(Stored items from a collection)
-.-.-

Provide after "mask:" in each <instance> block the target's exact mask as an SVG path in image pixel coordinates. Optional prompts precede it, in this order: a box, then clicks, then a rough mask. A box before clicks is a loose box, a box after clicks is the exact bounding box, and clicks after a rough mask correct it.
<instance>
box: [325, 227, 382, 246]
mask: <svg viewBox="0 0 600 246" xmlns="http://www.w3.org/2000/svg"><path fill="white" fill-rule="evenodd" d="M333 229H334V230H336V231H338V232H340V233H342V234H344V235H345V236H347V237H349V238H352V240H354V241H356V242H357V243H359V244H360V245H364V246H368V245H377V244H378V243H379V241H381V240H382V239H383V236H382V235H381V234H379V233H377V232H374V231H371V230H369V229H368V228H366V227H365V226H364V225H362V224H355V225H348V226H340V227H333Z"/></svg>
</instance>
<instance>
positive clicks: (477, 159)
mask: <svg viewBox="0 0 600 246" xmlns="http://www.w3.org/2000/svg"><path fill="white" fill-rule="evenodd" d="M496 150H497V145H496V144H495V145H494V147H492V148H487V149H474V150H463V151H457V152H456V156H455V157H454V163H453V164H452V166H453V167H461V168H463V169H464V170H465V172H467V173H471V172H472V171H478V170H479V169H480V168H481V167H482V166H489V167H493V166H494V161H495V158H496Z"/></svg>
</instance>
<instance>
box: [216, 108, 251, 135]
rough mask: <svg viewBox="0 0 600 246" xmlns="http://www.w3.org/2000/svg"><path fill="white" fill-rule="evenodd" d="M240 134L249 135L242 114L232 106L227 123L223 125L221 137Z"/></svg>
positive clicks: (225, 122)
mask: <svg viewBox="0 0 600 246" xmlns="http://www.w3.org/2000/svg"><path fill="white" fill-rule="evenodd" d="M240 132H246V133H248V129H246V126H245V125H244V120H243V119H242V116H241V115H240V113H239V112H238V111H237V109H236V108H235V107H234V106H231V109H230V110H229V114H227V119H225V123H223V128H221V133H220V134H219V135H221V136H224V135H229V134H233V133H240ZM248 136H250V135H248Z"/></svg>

-.-.-

Transcribe each of the records verbatim.

> **Result of the exercise**
Provide after "mask:" in each <instance> block the target's exact mask as an SVG path in image pixel coordinates. Optional prompts precede it, in this order: a box, then clicks, then a rough mask. A box before clicks is a loose box, a box after clicks is the exact bounding box, and clicks after a rough mask correct it.
<instance>
box: [325, 227, 382, 246]
mask: <svg viewBox="0 0 600 246" xmlns="http://www.w3.org/2000/svg"><path fill="white" fill-rule="evenodd" d="M333 229H334V230H336V231H338V232H340V233H342V234H344V235H345V236H347V237H349V238H352V240H354V241H356V242H357V243H359V244H360V245H364V246H368V245H377V244H378V243H379V241H381V240H382V239H383V236H382V235H381V234H379V233H377V232H374V231H371V230H369V229H368V228H366V227H365V226H364V225H362V224H355V225H348V226H340V227H333Z"/></svg>
</instance>
<instance>
positive clicks: (477, 159)
mask: <svg viewBox="0 0 600 246" xmlns="http://www.w3.org/2000/svg"><path fill="white" fill-rule="evenodd" d="M496 150H497V145H496V144H495V145H494V147H492V148H487V149H474V150H463V151H457V152H456V156H455V157H454V163H453V164H452V166H453V167H461V168H463V169H464V170H465V172H467V173H471V172H472V171H478V170H479V169H480V168H481V167H482V166H489V167H493V166H494V161H495V158H496Z"/></svg>
</instance>
<instance>
box: [216, 108, 251, 135]
rough mask: <svg viewBox="0 0 600 246" xmlns="http://www.w3.org/2000/svg"><path fill="white" fill-rule="evenodd" d="M240 134L249 135L242 114L232 106L227 123L223 125L221 137Z"/></svg>
positive clicks: (225, 122)
mask: <svg viewBox="0 0 600 246" xmlns="http://www.w3.org/2000/svg"><path fill="white" fill-rule="evenodd" d="M240 132H246V133H248V129H246V126H245V125H244V120H243V119H242V116H241V115H240V113H239V112H238V111H237V109H236V108H235V107H234V106H231V109H230V110H229V114H227V119H225V123H223V128H221V133H220V134H219V135H221V136H224V135H229V134H233V133H240ZM248 136H250V135H248Z"/></svg>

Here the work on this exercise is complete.